- Your instructions:
Copy each line of the records that includes "green".

Dataset records:
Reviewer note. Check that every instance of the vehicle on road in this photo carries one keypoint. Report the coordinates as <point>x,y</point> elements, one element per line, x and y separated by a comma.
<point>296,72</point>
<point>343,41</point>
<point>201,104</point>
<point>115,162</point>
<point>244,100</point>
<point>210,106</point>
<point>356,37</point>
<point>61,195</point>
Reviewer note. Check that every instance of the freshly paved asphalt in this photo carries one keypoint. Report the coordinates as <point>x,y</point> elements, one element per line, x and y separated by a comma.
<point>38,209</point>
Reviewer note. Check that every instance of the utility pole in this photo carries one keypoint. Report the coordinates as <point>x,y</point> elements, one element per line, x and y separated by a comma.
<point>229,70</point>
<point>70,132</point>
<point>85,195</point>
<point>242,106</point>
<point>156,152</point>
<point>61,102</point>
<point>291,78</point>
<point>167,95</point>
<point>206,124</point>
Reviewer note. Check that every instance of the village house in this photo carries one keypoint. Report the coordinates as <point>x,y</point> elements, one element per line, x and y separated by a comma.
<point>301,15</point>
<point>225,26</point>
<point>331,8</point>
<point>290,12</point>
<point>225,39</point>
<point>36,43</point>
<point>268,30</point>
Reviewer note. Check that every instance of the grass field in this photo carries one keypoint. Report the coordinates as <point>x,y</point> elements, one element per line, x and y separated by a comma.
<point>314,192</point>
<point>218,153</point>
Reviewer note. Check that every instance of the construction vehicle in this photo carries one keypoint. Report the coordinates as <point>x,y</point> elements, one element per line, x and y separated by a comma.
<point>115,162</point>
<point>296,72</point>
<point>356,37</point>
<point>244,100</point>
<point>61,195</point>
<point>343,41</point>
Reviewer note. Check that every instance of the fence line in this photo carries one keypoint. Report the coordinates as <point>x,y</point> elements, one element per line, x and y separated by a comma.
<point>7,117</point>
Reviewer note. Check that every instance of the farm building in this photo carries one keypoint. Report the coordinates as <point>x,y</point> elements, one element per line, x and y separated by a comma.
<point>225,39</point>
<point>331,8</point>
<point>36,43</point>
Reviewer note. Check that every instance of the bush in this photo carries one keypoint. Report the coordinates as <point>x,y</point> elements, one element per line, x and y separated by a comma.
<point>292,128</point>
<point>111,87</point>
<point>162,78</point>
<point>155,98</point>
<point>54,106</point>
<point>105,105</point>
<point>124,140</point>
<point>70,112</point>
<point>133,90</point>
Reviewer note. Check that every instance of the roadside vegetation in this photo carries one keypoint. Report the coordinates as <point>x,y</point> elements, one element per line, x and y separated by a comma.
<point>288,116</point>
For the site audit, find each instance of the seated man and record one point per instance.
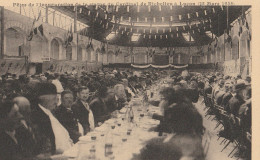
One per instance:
(67, 118)
(99, 106)
(54, 138)
(238, 99)
(12, 146)
(82, 110)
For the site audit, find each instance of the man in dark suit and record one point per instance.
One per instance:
(99, 106)
(66, 116)
(82, 110)
(52, 136)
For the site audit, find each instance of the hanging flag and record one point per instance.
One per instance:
(179, 17)
(213, 10)
(197, 14)
(205, 12)
(33, 29)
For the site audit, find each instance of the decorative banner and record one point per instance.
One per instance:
(179, 17)
(159, 66)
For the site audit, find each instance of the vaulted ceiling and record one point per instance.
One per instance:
(158, 26)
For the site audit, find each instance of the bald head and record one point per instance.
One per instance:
(24, 105)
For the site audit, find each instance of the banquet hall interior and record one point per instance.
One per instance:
(148, 81)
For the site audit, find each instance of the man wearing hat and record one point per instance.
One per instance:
(238, 99)
(53, 137)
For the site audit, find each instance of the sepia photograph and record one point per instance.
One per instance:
(126, 81)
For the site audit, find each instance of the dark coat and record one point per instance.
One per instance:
(9, 150)
(100, 110)
(81, 113)
(45, 136)
(67, 118)
(234, 104)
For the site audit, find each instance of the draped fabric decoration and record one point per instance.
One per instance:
(159, 66)
(14, 66)
(35, 29)
(68, 37)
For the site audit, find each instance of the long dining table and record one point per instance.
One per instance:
(118, 138)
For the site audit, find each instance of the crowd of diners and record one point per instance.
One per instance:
(42, 115)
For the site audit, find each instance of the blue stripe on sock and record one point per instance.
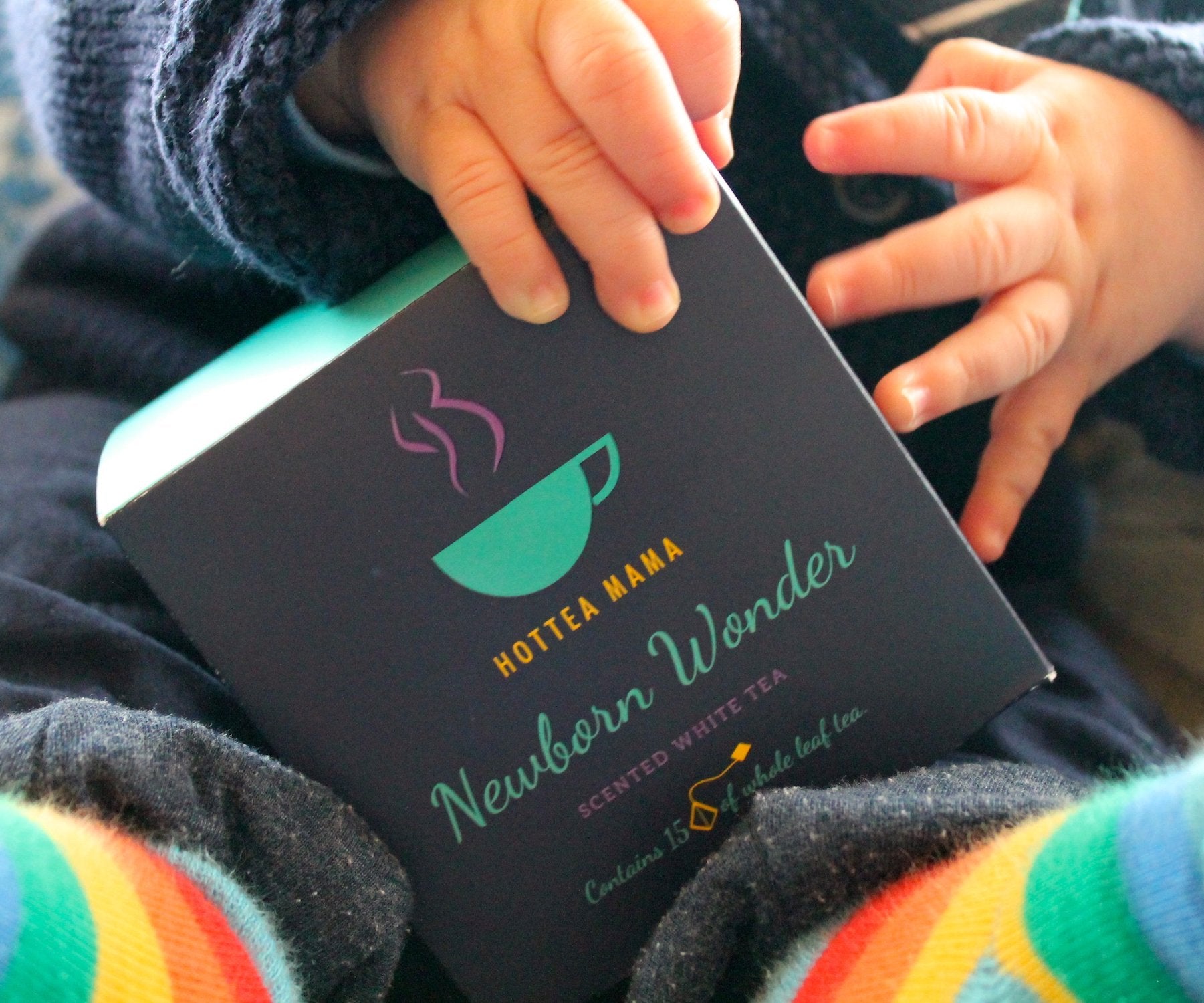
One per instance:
(1163, 882)
(10, 909)
(990, 984)
(249, 923)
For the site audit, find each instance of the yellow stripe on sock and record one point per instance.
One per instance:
(129, 960)
(1013, 948)
(965, 933)
(962, 935)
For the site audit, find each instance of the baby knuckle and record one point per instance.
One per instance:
(1036, 338)
(568, 156)
(991, 252)
(472, 186)
(903, 277)
(612, 66)
(967, 130)
(509, 246)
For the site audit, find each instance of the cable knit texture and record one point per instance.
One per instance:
(172, 114)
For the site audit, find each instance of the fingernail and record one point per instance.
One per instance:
(544, 302)
(918, 398)
(726, 144)
(655, 306)
(991, 546)
(693, 215)
(831, 293)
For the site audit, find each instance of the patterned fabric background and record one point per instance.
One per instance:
(31, 188)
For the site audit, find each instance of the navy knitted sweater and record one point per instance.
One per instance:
(206, 222)
(172, 116)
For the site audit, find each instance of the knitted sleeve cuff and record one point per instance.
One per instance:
(219, 99)
(175, 116)
(314, 148)
(1165, 60)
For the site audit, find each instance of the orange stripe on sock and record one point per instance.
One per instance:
(241, 974)
(197, 974)
(879, 972)
(834, 966)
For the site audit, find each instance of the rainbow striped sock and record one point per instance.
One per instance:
(90, 915)
(1103, 902)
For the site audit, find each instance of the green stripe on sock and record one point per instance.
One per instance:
(55, 955)
(1078, 917)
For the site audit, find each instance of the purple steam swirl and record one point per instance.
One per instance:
(453, 404)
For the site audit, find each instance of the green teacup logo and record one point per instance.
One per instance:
(535, 540)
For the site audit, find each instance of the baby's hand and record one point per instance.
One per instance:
(1079, 225)
(606, 110)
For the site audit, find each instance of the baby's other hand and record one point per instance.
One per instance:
(1078, 225)
(608, 111)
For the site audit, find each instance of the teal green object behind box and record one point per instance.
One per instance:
(201, 411)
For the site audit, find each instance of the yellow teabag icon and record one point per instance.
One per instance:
(703, 816)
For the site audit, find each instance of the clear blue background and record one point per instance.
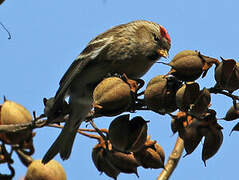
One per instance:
(48, 35)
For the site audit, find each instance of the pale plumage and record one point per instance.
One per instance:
(129, 48)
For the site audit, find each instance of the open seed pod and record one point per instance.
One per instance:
(63, 109)
(200, 106)
(227, 75)
(13, 113)
(102, 164)
(187, 95)
(112, 96)
(112, 162)
(188, 65)
(190, 135)
(125, 163)
(212, 142)
(50, 171)
(151, 156)
(126, 135)
(160, 94)
(232, 113)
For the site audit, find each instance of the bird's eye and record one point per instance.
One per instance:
(156, 37)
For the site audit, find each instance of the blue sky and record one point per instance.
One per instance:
(48, 35)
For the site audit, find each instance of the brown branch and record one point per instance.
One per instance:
(173, 160)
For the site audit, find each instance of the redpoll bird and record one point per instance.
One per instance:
(129, 48)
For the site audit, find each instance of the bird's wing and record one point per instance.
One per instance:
(89, 55)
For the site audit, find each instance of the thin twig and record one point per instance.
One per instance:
(79, 131)
(220, 91)
(173, 160)
(9, 34)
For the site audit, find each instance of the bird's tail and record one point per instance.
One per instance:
(63, 144)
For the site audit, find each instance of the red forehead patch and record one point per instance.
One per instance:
(165, 34)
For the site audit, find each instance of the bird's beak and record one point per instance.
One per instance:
(163, 53)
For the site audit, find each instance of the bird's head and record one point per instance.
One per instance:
(155, 40)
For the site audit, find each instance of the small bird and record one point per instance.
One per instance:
(130, 48)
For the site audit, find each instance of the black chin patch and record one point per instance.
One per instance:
(153, 56)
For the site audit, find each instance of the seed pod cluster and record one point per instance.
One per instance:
(160, 94)
(187, 95)
(192, 130)
(14, 113)
(151, 155)
(113, 96)
(189, 65)
(128, 135)
(50, 171)
(227, 75)
(189, 98)
(113, 162)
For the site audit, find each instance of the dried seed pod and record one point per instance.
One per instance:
(187, 95)
(151, 156)
(62, 110)
(50, 171)
(227, 75)
(13, 113)
(126, 135)
(212, 142)
(160, 94)
(200, 106)
(191, 136)
(232, 113)
(119, 132)
(102, 164)
(189, 65)
(176, 124)
(125, 163)
(112, 96)
(138, 134)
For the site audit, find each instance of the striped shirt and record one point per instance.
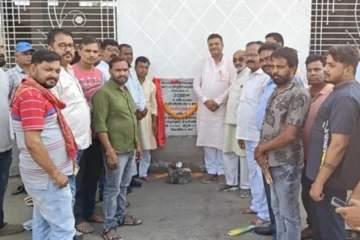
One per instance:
(32, 112)
(90, 82)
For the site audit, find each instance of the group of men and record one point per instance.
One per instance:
(284, 134)
(73, 120)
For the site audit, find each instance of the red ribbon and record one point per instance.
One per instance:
(160, 135)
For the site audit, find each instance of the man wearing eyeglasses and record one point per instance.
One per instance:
(231, 150)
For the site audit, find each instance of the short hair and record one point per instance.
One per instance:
(314, 58)
(87, 40)
(215, 35)
(124, 45)
(260, 43)
(115, 60)
(108, 42)
(54, 32)
(142, 59)
(277, 36)
(289, 54)
(45, 56)
(347, 55)
(268, 46)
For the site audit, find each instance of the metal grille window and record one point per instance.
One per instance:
(334, 22)
(30, 20)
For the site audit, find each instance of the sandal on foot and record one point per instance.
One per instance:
(113, 237)
(134, 221)
(28, 201)
(84, 227)
(18, 190)
(9, 229)
(96, 218)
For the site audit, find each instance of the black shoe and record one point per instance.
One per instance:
(135, 183)
(264, 231)
(129, 190)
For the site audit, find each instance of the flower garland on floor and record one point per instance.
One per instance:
(189, 113)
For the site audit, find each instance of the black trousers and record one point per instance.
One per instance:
(91, 167)
(326, 223)
(305, 195)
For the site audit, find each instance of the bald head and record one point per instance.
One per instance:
(239, 60)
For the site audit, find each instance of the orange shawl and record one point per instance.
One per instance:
(30, 84)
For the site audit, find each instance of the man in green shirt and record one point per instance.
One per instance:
(115, 123)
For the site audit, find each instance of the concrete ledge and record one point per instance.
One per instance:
(177, 148)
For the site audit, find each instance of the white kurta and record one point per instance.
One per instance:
(146, 137)
(212, 83)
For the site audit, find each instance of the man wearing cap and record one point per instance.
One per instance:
(23, 54)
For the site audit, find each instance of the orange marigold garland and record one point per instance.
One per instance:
(189, 113)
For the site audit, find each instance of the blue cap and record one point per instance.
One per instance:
(23, 47)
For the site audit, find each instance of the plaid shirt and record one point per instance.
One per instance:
(15, 75)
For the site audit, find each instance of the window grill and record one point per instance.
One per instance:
(334, 22)
(30, 20)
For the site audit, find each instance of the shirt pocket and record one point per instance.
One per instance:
(223, 75)
(72, 93)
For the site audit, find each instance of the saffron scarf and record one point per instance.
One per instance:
(30, 84)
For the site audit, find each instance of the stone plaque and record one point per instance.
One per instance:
(179, 95)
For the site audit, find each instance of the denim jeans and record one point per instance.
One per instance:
(91, 165)
(53, 217)
(272, 224)
(305, 196)
(116, 183)
(285, 191)
(5, 162)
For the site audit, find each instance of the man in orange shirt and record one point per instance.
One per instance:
(319, 90)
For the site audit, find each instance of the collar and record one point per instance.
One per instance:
(19, 69)
(114, 85)
(326, 90)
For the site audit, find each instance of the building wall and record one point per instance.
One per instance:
(172, 34)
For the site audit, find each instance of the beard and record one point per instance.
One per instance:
(2, 60)
(281, 80)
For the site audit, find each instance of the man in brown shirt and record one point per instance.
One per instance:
(319, 90)
(281, 146)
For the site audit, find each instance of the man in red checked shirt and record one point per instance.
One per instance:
(47, 149)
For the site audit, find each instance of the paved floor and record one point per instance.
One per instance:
(169, 212)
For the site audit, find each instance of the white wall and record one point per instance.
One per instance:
(173, 33)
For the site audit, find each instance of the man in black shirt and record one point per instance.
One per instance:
(329, 139)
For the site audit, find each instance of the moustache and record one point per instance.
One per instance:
(67, 53)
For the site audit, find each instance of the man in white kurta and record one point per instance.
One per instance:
(247, 133)
(147, 125)
(211, 87)
(231, 149)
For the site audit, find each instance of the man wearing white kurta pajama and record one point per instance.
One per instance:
(248, 134)
(211, 87)
(231, 150)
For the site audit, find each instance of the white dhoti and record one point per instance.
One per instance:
(232, 153)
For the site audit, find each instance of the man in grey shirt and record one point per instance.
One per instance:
(281, 148)
(5, 148)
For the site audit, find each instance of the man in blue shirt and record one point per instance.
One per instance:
(136, 91)
(265, 59)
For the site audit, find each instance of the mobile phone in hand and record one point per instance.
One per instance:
(336, 202)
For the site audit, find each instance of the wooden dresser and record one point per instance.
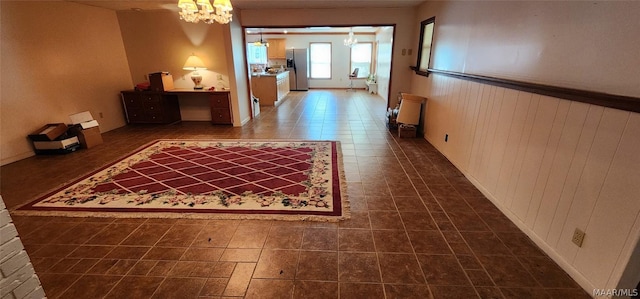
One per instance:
(150, 107)
(162, 107)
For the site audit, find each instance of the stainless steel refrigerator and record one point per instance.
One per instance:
(297, 65)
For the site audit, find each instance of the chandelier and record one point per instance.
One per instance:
(349, 42)
(219, 12)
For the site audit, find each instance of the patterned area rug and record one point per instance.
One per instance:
(209, 179)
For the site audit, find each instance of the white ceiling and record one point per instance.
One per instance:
(254, 4)
(265, 4)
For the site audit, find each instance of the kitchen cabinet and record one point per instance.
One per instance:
(271, 89)
(148, 107)
(276, 48)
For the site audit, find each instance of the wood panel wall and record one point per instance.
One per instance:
(550, 165)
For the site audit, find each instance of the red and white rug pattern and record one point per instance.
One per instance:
(211, 179)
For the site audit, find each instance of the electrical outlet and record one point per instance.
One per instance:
(578, 237)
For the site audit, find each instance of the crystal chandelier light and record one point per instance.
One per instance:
(349, 42)
(219, 12)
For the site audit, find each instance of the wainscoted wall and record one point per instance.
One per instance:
(550, 165)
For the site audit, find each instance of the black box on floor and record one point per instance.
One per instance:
(408, 131)
(64, 144)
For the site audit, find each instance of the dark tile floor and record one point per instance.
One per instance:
(419, 229)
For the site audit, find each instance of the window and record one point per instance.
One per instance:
(424, 52)
(361, 54)
(256, 54)
(320, 56)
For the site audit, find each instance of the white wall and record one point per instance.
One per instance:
(575, 44)
(58, 58)
(384, 38)
(237, 65)
(340, 53)
(550, 165)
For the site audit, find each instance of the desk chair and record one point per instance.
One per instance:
(353, 76)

- Exercise result:
For the site audit, find each instance of the green stripe on sock and record one point per instance.
For the site audit, find each instance of the green teacup logo and record one point per instance.
For the site audit, find each instance of the teal green object behind box and record one point per instance.
For the site audit, find each instance of the man in green shirt and record one point per instance.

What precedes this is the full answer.